EXTRACT:
.....

Tactile hallucinations are difficult to distinguish from illusions. In cocaine psychosis, patients may complain that insects are crawling over them (formication). Patients with schizophrenia can describe tactile hallucinations which may be incorporated into their delusional beliefs, for example a patient may feel sensations on their skin and believe this is due to aliens taking specimens from them. In the absence of organic brain disease, tactile hallucinosis is a first-rank symptom of schizophrenia (see Box 7.20).
Abnormal experiences of self and environment are listed in Box 7.24.
Cognition
What is the patient’s level of consciousness?
Is he fully alert and behaving appropriately for the context?
Basic assessment of cognitive function
A useful and commonly used semi-quantitative measure is the Mini-Mental State Examination (MMSE) (Box 7.25). Scores are to some extent dependent on educational level. The test has subcategories related to orientation, registration, attention, recall and language. The maximum score is 30, and scores lower than 21 are associated with cognitive impairment. The MMSE cannot differentiate multifocal from diffuse organic brain disease, but it provides a useful baseline assessment of a patient’s cognitive performance.
Box 7.25 Mini-Mental State Examination
Registration
Award 1, 2 or 3 points according to how many the patient can repeat.

.....

DATA SUPPLIED:
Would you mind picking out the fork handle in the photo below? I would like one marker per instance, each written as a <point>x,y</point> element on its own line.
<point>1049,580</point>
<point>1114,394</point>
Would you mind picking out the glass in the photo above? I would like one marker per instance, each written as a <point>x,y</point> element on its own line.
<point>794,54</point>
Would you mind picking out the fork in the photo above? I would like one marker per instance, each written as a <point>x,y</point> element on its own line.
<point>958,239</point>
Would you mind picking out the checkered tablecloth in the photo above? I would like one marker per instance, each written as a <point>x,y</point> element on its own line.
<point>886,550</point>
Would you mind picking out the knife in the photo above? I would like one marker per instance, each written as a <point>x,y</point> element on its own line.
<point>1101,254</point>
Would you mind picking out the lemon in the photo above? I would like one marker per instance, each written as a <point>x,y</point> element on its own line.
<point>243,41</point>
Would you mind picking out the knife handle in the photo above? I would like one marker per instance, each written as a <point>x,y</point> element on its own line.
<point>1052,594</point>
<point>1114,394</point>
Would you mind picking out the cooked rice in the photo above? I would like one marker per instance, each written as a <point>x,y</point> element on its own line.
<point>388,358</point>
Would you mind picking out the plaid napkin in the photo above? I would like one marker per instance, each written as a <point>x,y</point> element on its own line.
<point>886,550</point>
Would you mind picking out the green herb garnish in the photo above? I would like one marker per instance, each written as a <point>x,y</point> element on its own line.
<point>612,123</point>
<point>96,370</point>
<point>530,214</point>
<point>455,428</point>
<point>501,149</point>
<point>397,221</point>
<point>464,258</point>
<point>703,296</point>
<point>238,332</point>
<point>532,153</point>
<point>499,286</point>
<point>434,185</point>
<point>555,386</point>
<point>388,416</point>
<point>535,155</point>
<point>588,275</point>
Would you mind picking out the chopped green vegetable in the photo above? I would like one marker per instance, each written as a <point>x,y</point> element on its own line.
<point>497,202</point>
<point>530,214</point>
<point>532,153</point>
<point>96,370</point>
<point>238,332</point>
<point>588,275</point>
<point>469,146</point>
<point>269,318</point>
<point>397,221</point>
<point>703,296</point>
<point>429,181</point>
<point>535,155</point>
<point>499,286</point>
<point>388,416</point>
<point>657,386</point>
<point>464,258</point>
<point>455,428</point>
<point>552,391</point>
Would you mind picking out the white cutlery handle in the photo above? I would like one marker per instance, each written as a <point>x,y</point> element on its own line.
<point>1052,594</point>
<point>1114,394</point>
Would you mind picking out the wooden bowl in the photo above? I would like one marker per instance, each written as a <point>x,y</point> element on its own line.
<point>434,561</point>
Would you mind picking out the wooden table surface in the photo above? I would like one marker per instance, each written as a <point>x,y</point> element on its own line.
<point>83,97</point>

.....

SET OF TASKS:
1. Translate this sentence from the passage on mental state assessment into Spanish: "The maximum score is 30, and scores lower than 21 are associated with cognitive impairment."
2. Write the next few sentences of the passage on mental state assessment, picking up after its final line.
The listing comes from a separate source.

RESULTS:
1. La puntuación máxima es 30, y las puntuaciones inferiores a 21 se asocian con deterioro cognitivo.

2.
Resubmit list until patient is word perfect in order to use this for a later test of recall.
Language
1 point each for two objects correctly named (e.g. pencil and watch) (2 points).
1 point for correct repetition of ‘No ifs, ands and buts’ (1 point).
1 point for correct response to a written command, such as ‘close your eyes’ (1 point).
Test the patient’s ability to copy a complex diagram of two intersecting pentagons (1 point).
Level of consciousness
The patient’s level of alertness or, if he is unconscious, the level of unconsciousness may be assessed. Some patients have fluctuating levels of consciousness; the mental state may then fluctuate between lucidity and gross abnormality. This is a manifestation of an acute organic confusional state. For a fuller account of the examination of the unconscious patient, see Chapters 8 and 14.